→ **Secção do texto**
....................

JOÃO PORFÍRIO/OBSERVADOR

A história dos dois cunhados arrastados pela derrocada, contada por quem os viu cair

José e Carlos não conseguiram parar a carrinha a tempo. O condutor que seguia atrás deles ficou a 7 metros da queda. Só percebeu depois que os conhecia: "Ia lá um colega meu que entrava hoje às 7h".

Gertrudes já não conseguia disfarçar a aflição. Cinco da tarde de segunda-feira, saiu porta fora para despejar o lixo. Ou, talvez, para procurar algum vizinho que quisesse ouvir-lhe as preocupações. Encontrou: “Ai, estou a tremer toda. Ai, não sei, ele não me aparece“. Àquela hora, já tinha visto as notícias na televisão: um troço da antiga estrada nacional 255, que liga Borba a Vila Viçosa, tinha desabado e caído no poço da pedreira. “Ai, o Zé foi a Borba. Ai, o Zé foi a Borba. O Zé passou naquela estrada”, disse à vizinha que acabou por encontrar e que relata a conversa ao Observador.

....................

→ **Material**
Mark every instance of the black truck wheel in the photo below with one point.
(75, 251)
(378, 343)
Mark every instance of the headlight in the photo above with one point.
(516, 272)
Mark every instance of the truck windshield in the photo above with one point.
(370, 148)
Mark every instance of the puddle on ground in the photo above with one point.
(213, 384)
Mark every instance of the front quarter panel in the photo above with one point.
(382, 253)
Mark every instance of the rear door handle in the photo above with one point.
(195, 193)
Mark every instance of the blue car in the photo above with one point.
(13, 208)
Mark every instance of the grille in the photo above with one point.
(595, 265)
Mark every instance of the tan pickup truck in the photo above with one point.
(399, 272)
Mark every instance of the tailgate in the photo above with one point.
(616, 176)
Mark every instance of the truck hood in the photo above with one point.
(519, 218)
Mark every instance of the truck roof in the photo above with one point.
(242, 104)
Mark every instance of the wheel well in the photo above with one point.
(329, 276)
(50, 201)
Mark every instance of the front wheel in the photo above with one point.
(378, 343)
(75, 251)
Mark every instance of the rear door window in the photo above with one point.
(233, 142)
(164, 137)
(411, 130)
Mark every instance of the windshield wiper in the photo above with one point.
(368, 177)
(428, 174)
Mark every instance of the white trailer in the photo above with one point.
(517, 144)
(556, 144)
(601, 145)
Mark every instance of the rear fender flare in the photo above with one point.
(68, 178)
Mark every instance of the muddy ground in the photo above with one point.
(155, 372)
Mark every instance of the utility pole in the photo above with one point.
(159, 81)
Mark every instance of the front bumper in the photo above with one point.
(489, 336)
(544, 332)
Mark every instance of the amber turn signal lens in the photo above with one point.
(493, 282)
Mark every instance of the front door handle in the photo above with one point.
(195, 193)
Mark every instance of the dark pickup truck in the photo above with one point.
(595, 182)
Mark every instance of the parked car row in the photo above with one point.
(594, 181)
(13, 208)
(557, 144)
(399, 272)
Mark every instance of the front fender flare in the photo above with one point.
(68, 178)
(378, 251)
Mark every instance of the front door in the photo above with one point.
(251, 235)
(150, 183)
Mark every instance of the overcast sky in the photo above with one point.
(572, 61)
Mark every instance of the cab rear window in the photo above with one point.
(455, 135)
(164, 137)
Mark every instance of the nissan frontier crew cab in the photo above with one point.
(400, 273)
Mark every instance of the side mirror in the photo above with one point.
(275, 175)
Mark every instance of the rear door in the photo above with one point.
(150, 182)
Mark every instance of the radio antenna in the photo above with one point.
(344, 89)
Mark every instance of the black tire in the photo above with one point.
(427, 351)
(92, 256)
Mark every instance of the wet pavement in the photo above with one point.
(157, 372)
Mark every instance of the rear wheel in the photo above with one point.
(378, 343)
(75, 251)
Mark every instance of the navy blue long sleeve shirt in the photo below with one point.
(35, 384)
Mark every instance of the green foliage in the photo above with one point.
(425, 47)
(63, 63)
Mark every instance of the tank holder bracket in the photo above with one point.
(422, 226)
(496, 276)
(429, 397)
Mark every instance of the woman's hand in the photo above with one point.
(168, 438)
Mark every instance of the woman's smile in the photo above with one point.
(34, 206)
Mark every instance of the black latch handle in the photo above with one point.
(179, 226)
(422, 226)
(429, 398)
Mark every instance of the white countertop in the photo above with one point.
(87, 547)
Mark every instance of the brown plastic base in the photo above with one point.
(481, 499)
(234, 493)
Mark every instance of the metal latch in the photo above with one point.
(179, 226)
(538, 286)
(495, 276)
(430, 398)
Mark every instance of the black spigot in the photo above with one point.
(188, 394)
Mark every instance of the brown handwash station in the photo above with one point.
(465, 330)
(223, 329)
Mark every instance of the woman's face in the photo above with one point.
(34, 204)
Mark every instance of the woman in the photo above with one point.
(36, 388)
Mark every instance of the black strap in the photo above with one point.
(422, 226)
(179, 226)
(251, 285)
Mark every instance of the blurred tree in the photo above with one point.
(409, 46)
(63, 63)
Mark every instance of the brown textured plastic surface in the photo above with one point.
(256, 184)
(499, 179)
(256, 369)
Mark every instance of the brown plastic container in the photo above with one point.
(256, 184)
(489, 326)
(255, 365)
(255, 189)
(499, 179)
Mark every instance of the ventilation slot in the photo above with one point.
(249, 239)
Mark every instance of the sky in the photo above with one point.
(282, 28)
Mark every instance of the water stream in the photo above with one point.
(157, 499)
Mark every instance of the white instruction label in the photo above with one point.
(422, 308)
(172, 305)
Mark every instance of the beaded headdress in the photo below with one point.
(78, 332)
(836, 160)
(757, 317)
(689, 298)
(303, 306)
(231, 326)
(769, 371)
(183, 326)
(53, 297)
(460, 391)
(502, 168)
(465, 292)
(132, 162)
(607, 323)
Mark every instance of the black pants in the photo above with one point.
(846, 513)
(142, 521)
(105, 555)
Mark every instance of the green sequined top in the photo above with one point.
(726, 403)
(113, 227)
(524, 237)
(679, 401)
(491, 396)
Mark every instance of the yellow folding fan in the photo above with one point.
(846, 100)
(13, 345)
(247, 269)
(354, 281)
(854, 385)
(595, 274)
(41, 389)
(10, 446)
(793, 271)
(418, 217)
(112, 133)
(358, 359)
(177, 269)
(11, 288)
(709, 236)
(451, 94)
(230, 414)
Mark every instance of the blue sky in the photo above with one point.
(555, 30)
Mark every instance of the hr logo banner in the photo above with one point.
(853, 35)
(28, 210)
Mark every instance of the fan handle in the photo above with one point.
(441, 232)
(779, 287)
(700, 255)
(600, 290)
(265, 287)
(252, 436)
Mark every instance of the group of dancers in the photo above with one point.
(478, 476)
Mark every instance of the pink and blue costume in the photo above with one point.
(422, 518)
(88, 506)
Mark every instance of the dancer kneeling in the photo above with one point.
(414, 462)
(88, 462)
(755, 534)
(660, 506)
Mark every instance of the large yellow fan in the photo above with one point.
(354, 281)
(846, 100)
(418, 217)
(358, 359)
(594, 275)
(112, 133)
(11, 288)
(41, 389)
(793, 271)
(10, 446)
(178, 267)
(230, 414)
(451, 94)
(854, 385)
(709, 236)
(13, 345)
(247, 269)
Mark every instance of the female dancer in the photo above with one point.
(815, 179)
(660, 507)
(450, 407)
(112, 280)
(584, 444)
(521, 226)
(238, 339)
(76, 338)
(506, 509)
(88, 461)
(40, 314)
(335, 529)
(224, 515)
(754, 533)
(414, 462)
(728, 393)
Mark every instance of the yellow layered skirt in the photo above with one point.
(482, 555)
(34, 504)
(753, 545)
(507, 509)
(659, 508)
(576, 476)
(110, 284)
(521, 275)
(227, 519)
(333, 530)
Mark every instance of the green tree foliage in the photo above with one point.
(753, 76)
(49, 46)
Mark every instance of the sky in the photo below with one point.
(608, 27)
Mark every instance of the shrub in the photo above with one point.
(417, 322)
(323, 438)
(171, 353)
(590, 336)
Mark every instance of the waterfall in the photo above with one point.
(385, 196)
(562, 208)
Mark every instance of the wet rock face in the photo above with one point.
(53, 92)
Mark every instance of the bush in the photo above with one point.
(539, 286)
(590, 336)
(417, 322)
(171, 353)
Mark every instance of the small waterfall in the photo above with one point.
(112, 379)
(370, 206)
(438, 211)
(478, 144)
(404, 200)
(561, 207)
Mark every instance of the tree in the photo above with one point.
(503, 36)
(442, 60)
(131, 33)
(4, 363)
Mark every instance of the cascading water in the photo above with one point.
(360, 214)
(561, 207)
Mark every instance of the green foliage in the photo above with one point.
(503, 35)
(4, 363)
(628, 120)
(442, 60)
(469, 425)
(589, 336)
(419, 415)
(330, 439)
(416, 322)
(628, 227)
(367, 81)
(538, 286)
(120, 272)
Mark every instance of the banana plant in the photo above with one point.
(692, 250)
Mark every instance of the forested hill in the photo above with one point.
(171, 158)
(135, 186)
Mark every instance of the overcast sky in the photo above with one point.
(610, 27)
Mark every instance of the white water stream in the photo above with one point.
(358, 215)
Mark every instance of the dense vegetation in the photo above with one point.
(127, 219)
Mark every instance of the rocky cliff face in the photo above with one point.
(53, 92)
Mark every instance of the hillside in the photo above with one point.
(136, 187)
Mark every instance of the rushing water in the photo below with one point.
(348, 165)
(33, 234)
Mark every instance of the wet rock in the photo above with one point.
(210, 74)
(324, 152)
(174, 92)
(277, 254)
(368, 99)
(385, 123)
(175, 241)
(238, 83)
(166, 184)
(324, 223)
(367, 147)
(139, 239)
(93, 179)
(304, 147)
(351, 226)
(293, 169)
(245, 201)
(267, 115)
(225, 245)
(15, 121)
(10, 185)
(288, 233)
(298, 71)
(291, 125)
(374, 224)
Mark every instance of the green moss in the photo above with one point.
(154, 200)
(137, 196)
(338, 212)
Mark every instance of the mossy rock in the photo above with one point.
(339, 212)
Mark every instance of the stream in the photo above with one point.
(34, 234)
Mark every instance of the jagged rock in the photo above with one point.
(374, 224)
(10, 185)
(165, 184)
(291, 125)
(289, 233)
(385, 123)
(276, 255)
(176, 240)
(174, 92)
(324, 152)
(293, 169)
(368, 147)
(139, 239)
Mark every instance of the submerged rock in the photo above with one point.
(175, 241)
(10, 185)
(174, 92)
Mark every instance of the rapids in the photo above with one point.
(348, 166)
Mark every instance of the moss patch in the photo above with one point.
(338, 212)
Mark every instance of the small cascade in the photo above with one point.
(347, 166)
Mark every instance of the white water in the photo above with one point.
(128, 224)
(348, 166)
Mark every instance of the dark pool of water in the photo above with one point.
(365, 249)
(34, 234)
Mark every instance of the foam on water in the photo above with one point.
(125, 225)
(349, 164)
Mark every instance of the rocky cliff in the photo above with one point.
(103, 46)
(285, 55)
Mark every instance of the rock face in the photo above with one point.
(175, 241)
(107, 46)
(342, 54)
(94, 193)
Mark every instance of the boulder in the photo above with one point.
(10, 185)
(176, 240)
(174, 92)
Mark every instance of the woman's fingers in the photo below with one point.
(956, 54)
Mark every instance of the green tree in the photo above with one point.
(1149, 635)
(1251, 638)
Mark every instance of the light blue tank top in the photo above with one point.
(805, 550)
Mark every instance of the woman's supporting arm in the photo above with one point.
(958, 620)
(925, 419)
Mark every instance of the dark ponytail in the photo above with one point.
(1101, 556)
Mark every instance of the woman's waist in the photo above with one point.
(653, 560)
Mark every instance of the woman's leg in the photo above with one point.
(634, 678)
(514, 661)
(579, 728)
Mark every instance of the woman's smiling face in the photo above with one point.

....................

→ **Tarefas escritas**
(1) Transcreva palavra por palavra o trecho da notícia da derrocada que começa em "A história dos" e termina em "conversa ao Observador.".
(2) Enumere todos os nomes de pessoas que aparecem na notícia da derrocada a seguir ao título, cada um na forma em que surge.
Não é preciso usar o material para responder.

→ **Respostas escritas**
(1)
A história dos dois cunhados arrastados pela derrocada, contada por quem os viu cair

José e Carlos não conseguiram parar a carrinha a tempo. O condutor que seguia atrás deles ficou a 7 metros da queda. Só percebeu depois que os conhecia: "Ia lá um colega meu que entrava hoje às 7h".

Gertrudes já não conseguia disfarçar a aflição. Cinco da tarde de segunda-feira, saiu porta fora para despejar o lixo. Ou, talvez, para procurar algum vizinho que quisesse ouvir-lhe as preocupações. Encontrou: “Ai, estou a tremer toda. Ai, não sei, ele não me aparece“. Àquela hora, já tinha visto as notícias na televisão: um troço da antiga estrada nacional 255, que liga Borba a Vila Viçosa, tinha desabado e caído no poço da pedreira. “Ai, o Zé foi a Borba. Ai, o Zé foi a Borba. O Zé passou naquela estrada”, disse à vizinha que acabou por encontrar e que relata a conversa ao Observador.

(2) José, Carlos, Gertrudes, Zé